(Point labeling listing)
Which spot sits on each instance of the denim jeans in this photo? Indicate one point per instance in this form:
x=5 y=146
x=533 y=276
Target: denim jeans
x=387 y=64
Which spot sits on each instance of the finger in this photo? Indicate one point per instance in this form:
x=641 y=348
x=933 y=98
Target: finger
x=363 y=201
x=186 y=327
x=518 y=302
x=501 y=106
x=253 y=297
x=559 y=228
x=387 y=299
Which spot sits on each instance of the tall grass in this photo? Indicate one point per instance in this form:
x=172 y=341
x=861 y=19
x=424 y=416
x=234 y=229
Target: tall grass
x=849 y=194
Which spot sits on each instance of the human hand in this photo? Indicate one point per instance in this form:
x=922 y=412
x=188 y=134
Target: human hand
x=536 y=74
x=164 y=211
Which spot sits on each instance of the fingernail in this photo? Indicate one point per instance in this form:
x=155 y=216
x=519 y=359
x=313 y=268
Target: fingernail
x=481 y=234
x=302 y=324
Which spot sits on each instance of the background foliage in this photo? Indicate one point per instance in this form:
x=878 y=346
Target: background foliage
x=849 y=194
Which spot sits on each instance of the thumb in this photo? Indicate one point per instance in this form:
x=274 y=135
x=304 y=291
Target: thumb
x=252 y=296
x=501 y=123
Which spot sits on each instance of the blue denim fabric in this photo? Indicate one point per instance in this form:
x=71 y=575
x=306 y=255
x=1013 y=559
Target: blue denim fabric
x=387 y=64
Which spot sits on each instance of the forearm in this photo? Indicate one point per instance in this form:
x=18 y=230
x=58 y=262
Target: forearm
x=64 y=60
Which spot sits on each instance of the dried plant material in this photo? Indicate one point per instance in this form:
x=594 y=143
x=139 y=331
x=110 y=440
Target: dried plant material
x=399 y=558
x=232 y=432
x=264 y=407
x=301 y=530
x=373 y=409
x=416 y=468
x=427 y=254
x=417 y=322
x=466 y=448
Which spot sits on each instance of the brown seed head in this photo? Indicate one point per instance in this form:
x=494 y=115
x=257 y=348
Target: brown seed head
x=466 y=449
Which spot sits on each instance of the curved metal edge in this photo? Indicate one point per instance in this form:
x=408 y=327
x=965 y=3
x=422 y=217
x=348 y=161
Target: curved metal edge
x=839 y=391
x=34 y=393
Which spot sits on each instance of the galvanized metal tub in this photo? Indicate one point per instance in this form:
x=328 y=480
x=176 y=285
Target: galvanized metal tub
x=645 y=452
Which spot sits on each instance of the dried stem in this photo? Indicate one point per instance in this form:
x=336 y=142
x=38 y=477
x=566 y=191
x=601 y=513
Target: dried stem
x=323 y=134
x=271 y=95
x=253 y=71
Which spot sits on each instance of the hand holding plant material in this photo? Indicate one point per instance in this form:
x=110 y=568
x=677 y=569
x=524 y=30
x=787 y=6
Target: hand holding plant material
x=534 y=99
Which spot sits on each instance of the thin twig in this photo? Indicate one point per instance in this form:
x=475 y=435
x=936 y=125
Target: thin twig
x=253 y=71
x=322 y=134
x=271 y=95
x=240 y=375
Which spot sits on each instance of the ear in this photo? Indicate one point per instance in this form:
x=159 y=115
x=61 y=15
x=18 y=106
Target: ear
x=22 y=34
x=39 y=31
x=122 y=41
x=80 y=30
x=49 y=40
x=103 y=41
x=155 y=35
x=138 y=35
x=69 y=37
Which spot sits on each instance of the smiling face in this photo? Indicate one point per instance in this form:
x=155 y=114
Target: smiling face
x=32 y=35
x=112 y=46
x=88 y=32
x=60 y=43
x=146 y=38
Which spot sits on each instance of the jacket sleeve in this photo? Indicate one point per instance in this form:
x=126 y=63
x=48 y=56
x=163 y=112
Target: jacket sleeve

- **Task to carry out**:
Write out every line of the listing above without changing anything.

- **Response to the exercise**:
Which spot sits on each instance of the denim jeans in this photo? Indicate one point per instance in this form:
x=5 y=146
x=533 y=276
Target: denim jeans
x=387 y=64
Which spot sits on each instance of the finger in this photo? Indicate one point per instance in this form:
x=641 y=348
x=933 y=98
Target: finger
x=363 y=201
x=186 y=327
x=518 y=302
x=501 y=106
x=253 y=297
x=559 y=228
x=387 y=299
Which spot sits on each instance of the tall grass in this photo? Indicate one point per instance in this form:
x=172 y=341
x=861 y=19
x=424 y=416
x=234 y=229
Target: tall grass
x=849 y=194
Which spot sits on each instance of the human hand in this photo? Indicate one point per instance in this form:
x=922 y=412
x=188 y=134
Target: human hand
x=536 y=74
x=164 y=211
Which spot sits on each instance of the fingernail in this photo? Indicate one point per instance in this form:
x=155 y=216
x=519 y=359
x=313 y=268
Target: fingernail
x=481 y=234
x=302 y=324
Which spot sits on each instance of the background foliage in this photo? Indicate one point per instance in this form:
x=878 y=346
Target: background foliage
x=849 y=194
Which spot sits on each instance of the thumb in this photo? Indicate one point per instance in this form:
x=274 y=135
x=304 y=291
Target: thumb
x=252 y=296
x=501 y=123
Which spot sits on each instance of the blue denim fabric in this photo? Indicate one point per instance in this form:
x=71 y=575
x=306 y=255
x=1013 y=559
Target: blue denim fabric
x=387 y=64
Which spot sits on each instance of the forearm in this photo? Indicate one point per instance in this form:
x=18 y=230
x=58 y=262
Target: forearm
x=64 y=60
Which spot sits on each instance of the dried plant material in this photo? Indicate one point per instance in this form:
x=594 y=143
x=139 y=331
x=110 y=440
Target: dried plant material
x=399 y=558
x=232 y=432
x=264 y=407
x=301 y=530
x=373 y=409
x=416 y=468
x=427 y=254
x=417 y=322
x=466 y=448
Which spot sits on each instance of the brown seed head in this photo? Indicate one point per instance in this form:
x=494 y=115
x=257 y=348
Target: brown seed head
x=466 y=449
Which spot sits on each instance of the curved metal edge in this photo? Indicate one point per instance in this form:
x=408 y=327
x=965 y=3
x=422 y=217
x=348 y=161
Target: curved metal edge
x=839 y=391
x=34 y=393
Which spot sits on each instance of the galvanized metal tub in this photo? Indicate one point per instance in this form:
x=328 y=480
x=176 y=285
Target: galvanized metal tub
x=645 y=452
Which spot sits on each instance of the dried stem in this photo? Indicate one point per instance in this form:
x=336 y=142
x=38 y=477
x=566 y=191
x=601 y=513
Target: dried stem
x=323 y=134
x=271 y=95
x=253 y=71
Which spot sits on each instance of the hand holding plant material in this photo? Indicate one point per instance in this form:
x=110 y=568
x=677 y=569
x=524 y=30
x=787 y=6
Target: hand holding plant material
x=534 y=99
Which spot sits on each instance of the thin twig in this photo? Indicate one point per instance in this form:
x=475 y=435
x=936 y=125
Target: thin twig
x=253 y=71
x=322 y=134
x=271 y=95
x=240 y=375
Which spot sits on each instance of the ear in this photo? Indicate one point per instance in this form:
x=159 y=115
x=61 y=15
x=18 y=106
Target: ear
x=22 y=34
x=39 y=31
x=122 y=41
x=80 y=30
x=49 y=40
x=103 y=41
x=155 y=35
x=138 y=35
x=69 y=37
Which spot sits on each instance of the smiling face in this photo? Indicate one point per instance in this form:
x=155 y=114
Target: smiling face
x=32 y=35
x=112 y=46
x=88 y=32
x=60 y=43
x=146 y=38
Which spot sits on each instance of the jacket sleeve in this photo? Indicate one point per instance in this form:
x=126 y=63
x=48 y=56
x=163 y=112
Target: jacket sleeve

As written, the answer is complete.